- **TEXTO CITADO**:
* * * * * * * * *
Por David F. Wells
O marxismo já foi considerado por alguns uma heresia cristã.
Ele tem a forma da fé, mas o conteúdo do humanismo ateu. O marxismo tem fortes
semelhanças com a fé cristã e divergências importantes. A teologia cristã
concorda com a análise inicial de Marx, isto é, a avaliação da discrepância
fundamental do ser humano entre ser e dever ser. Ele concorda com a percepção da
necessidade da mudança moral básica e constante, como de constante consciência
autocrítica. A fé cristã, baseada na Bíblia, lida com essa tarefa moral
socialmente relevante; ela não consiste apenas em um sistema de cosmologia ou
um conjunto peculiar de costumes étnicos. Na verdade, ela insiste na
centralidade da mudança moral e não permite seu desaparecimento periódico em
ondas alternadas de dogmatismo e pragmatismo.
Jesus, depois de alimentar as multidões, não permitiu que o
considerassem apenas um fornecedor estimado de provisões materiais (Jo 6.15). O
cristianismo, também, se importa que todos tenham as necessidades da vida
providas. Mas também sustenta que “nem só de pão viverá o homem, mas de toda
palavra que procede da boca de Deus” (Mt 4.4) – versículo algumas vezes citado
por líderes marxistas, embora apenas a primeira parte! Do ponto de vista
cristão, viver consiste em realizar a vontade divina, não buscar o próprio
bem-estar. O materialismo inato aplica um truque sujo no marxismo nesse ponto,
por meio de uma meia-verdade que muitas vezes se apresenta como a plenitude do
evangelho. Na verdade, precisamos de pão, mas não podemos nos contentar quando
o temos. Meios materiais não resolvem problemas morais, certamente não quando
os problemas são vistos sob o domínio do ego.
Além disso, a fé cristã concorda com Marx a respeito da
necessidade de mudança na vida, no trabalho e nos relacionamentos entre os
seres humanos (ou seja, na aplicação individual). Embora o cristianismo
contemple a necessidade de mudanças nas instruções sociais e na legislação,
enfatize o indivíduo principalmente, acima das alterações apenas nos métodos,
estruturas, nas leis ou nos oficiais – e que os marxistas tantas vezes parecem
propagar. O cristianismo é completamente cético em relação a esquemas globais
de salvação social, esquemas que os seres humanos são notoriamente incapazes de
pôr em prática.
* * * * * * * * *
- **TAREFA PROPOSTA**:
Passe para o inglês esta frase do texto sobre marxismo e fé cristã: "O marxismo já foi considerado por alguns uma heresia cristã."

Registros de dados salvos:
* * * * * * * * *
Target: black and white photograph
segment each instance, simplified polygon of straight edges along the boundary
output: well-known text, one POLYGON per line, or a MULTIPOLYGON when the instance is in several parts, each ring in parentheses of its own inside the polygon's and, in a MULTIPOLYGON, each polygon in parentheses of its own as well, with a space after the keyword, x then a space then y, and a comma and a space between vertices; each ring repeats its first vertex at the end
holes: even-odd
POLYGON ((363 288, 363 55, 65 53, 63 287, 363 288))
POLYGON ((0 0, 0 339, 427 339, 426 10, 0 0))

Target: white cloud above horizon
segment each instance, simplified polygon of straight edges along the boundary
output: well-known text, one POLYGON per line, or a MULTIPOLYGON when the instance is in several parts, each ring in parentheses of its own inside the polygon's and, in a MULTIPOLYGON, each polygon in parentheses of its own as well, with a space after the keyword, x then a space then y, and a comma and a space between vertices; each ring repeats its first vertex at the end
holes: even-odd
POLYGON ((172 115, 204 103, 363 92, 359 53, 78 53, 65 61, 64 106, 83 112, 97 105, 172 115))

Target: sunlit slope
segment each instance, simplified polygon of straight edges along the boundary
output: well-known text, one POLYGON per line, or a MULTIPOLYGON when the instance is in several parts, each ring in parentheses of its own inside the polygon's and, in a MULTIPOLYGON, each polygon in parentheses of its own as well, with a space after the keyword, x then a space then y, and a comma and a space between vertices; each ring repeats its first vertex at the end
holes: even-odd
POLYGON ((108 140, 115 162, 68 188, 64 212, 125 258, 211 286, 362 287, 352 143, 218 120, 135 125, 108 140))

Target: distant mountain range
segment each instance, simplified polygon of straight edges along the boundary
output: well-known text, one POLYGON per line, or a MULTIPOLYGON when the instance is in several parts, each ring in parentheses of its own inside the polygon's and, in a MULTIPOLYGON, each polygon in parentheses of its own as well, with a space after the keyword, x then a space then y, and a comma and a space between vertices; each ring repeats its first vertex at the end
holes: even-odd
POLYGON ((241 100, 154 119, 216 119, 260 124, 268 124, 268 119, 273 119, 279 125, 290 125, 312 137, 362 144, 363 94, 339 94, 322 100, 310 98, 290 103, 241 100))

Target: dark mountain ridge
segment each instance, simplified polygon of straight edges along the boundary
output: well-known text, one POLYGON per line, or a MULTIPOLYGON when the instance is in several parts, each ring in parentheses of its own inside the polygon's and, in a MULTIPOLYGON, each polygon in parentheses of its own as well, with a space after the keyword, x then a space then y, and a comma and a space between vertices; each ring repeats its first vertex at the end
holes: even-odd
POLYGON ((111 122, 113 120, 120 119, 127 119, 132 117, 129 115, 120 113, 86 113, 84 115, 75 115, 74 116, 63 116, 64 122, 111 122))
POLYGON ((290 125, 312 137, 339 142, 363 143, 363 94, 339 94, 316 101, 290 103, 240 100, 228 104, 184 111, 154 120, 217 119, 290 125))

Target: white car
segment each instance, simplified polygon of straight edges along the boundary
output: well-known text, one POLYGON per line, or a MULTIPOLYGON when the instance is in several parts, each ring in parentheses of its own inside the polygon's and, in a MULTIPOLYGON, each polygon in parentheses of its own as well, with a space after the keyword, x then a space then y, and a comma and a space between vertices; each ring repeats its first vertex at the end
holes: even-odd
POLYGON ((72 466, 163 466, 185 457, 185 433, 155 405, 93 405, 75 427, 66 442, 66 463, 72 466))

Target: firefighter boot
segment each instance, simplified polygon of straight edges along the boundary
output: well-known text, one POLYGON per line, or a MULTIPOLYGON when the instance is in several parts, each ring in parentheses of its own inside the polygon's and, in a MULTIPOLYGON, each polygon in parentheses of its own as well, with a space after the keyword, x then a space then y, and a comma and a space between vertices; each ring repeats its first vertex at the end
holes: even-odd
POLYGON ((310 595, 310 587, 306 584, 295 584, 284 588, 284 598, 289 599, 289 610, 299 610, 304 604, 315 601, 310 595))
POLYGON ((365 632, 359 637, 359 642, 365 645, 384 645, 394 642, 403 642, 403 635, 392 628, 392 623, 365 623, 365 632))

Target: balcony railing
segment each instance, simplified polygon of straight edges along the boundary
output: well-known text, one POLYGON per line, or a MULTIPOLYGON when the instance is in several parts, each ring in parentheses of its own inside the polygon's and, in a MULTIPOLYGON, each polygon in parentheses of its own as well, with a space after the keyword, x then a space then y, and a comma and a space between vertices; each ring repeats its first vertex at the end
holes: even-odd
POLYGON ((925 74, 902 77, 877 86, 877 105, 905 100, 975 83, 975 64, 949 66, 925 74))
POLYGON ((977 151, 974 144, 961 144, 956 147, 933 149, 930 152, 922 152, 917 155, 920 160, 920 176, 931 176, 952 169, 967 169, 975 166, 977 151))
* * * * * * * * *
- **RESOLUÇÃO**:
Marxism was once considered by some to be a Christian heresy.